What is needed: Can you repeat, character for character, the lines of the records from the one holding "Target: light tan bark piece" through the end of the records, both ends included, and nothing else?
···
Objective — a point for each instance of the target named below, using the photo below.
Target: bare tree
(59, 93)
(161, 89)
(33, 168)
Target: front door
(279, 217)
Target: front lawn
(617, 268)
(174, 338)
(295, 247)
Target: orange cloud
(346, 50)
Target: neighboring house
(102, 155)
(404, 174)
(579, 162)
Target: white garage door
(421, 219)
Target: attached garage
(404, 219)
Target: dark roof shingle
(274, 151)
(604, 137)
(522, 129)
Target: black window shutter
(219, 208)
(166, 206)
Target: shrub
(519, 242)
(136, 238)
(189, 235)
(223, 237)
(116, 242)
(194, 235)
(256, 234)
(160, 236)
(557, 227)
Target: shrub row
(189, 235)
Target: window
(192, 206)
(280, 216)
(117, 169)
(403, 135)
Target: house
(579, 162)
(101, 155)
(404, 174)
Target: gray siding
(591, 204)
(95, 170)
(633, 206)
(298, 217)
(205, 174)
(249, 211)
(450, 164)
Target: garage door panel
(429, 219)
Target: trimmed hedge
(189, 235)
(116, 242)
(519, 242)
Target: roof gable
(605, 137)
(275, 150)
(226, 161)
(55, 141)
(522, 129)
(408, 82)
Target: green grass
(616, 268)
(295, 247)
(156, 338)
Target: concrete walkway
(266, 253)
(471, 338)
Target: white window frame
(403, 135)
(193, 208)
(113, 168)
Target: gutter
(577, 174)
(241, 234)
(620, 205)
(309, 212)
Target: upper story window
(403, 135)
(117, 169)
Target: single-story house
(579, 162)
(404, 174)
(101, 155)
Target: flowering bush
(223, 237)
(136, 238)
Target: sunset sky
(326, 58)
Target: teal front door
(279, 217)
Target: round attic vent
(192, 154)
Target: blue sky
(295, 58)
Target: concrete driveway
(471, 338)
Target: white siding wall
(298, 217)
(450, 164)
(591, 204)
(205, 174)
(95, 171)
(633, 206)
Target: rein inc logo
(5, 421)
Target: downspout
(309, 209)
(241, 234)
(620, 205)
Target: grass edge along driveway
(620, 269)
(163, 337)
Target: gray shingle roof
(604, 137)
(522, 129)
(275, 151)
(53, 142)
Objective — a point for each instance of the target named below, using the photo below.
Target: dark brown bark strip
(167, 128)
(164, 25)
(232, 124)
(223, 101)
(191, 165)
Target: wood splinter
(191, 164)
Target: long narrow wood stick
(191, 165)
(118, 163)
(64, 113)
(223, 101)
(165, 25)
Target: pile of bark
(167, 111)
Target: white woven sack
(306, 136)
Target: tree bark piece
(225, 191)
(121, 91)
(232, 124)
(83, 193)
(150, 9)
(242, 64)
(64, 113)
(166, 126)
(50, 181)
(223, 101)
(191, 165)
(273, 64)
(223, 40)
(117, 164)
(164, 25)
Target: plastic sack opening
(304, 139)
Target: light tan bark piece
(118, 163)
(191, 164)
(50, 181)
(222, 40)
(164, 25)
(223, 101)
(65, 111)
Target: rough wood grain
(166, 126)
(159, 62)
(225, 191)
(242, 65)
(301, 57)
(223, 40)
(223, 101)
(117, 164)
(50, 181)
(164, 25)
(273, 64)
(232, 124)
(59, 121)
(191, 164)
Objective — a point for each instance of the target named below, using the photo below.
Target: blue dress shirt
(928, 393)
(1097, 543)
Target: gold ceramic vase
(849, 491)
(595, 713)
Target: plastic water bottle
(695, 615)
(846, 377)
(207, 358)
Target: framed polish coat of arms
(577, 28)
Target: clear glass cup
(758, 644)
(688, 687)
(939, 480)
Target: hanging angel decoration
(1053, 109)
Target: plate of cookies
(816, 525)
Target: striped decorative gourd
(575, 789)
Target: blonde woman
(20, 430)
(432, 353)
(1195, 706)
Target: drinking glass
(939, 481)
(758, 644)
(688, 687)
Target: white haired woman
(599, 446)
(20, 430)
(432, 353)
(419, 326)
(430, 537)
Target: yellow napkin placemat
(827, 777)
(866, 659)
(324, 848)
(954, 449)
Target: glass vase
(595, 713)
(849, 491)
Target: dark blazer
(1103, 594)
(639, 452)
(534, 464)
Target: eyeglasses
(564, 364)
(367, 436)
···
The solution:
Target: light tan bark piece
(118, 163)
(191, 164)
(50, 181)
(222, 40)
(164, 25)
(223, 101)
(65, 111)
Target: rough wood grain
(166, 126)
(159, 62)
(225, 191)
(242, 65)
(301, 57)
(223, 40)
(223, 101)
(117, 164)
(50, 181)
(164, 25)
(273, 64)
(232, 124)
(59, 121)
(191, 164)
Objective — a point for each instance of the target named below, using the photo below.
Target: blue dress shirt
(928, 393)
(1097, 543)
Target: gold ceramic vase
(849, 491)
(595, 713)
Target: plastic water bottle
(695, 615)
(846, 377)
(207, 358)
Target: framed polish coat of arms
(577, 28)
Target: clear glass cup
(758, 644)
(688, 687)
(939, 480)
Target: hanging angel decoration
(1053, 109)
Target: plate of cookies
(816, 525)
Target: striped decorative gourd
(575, 789)
Target: blonde woman
(20, 430)
(432, 353)
(1195, 706)
Target: drinking glass
(939, 481)
(758, 644)
(688, 687)
Target: white haired woman
(599, 446)
(20, 430)
(432, 353)
(419, 326)
(430, 537)
Target: yellow napkin placemat
(827, 777)
(866, 659)
(324, 848)
(954, 449)
Target: glass vase
(595, 713)
(849, 491)
Target: dark blazer
(1103, 594)
(639, 452)
(534, 464)
Target: eyeglasses
(564, 364)
(367, 436)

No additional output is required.